All of the entries must be output exactly as they are.

Start of Extracted material

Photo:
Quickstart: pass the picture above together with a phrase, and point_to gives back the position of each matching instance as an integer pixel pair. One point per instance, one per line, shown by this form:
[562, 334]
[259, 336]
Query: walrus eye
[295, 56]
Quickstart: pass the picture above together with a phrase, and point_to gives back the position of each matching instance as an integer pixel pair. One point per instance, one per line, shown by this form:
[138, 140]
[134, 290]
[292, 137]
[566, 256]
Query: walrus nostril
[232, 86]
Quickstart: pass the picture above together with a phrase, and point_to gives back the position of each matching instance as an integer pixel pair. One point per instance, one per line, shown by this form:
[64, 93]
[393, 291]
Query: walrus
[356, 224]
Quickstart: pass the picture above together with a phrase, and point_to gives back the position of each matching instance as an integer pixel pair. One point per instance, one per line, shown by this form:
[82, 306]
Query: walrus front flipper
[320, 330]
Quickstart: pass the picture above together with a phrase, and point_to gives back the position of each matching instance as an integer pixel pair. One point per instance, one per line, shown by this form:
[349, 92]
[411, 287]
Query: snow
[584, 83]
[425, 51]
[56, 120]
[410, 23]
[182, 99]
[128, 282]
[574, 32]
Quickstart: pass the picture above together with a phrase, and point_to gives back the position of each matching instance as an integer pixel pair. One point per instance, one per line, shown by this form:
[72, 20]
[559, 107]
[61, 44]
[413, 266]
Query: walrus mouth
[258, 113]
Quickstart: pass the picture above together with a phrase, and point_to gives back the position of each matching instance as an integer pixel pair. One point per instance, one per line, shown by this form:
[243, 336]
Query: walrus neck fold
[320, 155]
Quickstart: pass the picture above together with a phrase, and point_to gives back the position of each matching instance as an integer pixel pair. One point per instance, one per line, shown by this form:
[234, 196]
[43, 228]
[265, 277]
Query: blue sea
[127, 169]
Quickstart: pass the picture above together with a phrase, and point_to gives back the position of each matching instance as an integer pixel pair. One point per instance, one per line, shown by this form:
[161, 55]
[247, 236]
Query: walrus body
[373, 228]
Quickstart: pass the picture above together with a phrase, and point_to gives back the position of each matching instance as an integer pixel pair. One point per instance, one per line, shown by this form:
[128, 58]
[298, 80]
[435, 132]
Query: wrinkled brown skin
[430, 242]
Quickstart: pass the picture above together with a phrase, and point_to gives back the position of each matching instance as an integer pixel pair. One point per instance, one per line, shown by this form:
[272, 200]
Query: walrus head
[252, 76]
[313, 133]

End of Extracted material

◆ **Your response**
Photo:
Quickstart: pass the picture above together with a phrase, and point_to gives back the position of each matching instance as an integer pixel pair. One point per instance, one per line, shown by this form:
[562, 334]
[259, 336]
Query: walrus eye
[295, 56]
Quickstart: pass the picture above together with a phrase, and point_to gives back the position of each matching instance as an integer pixel pair. One point per instance, one per line, shown by this form:
[138, 140]
[134, 290]
[292, 137]
[566, 256]
Query: walrus nostril
[232, 86]
Quickstart: pass the picture above together with a phrase, and point_to gives back the position of each matching instance as an integer pixel pair. One point per instance, one per line, shown by this form:
[64, 93]
[393, 291]
Query: walrus
[356, 224]
Quickstart: pass the picture above together with a phrase, and point_to gives back the position of each matching instance as an integer pixel pair. One point per instance, one per line, shown by this form:
[82, 306]
Query: walrus front flipper
[320, 330]
Quickstart: pass the picture above together with a phrase, and point_to gives back the position of each matching instance as an integer pixel pair. One point per instance, one per line, shown by this form:
[349, 92]
[411, 287]
Query: snow
[584, 83]
[425, 51]
[56, 120]
[410, 23]
[182, 99]
[128, 282]
[574, 32]
Quickstart: pass the picture above together with a phrase, and point_to gives back the position of each matching instance as an integer pixel pair. One point per instance, one per line, shown by this form:
[72, 20]
[559, 107]
[61, 44]
[413, 266]
Query: walrus mouth
[258, 113]
Quickstart: pass the picture above together with a phrase, and point_to gives back the position of each matching instance as an integer pixel pair. One point per instance, one per line, shown by this form:
[243, 336]
Query: walrus neck fold
[320, 155]
Quickstart: pass the picture above together with a phrase, and point_to gives back the position of each matching instance as an integer pixel pair. One point per instance, one per line, shown by this form:
[234, 196]
[43, 228]
[265, 277]
Query: blue sea
[127, 169]
Quickstart: pass the picture above together with a phrase, and point_to gives back the position of each matching instance as an integer pixel pair. One point per instance, one per line, shown by this form:
[161, 55]
[247, 236]
Query: walrus body
[373, 228]
Quickstart: pass the picture above together with a phrase, and point_to gives back the position of each matching instance as an integer pixel pair. One point per instance, one per line, shown by this form:
[128, 58]
[298, 80]
[435, 132]
Query: wrinkled brown skin
[430, 242]
Quickstart: pass the picture above together with a phrase, and point_to gives back the position of each matching instance as an integer pixel pair. One point per instance, one per line, shown by this form:
[272, 200]
Query: walrus head
[252, 76]
[313, 133]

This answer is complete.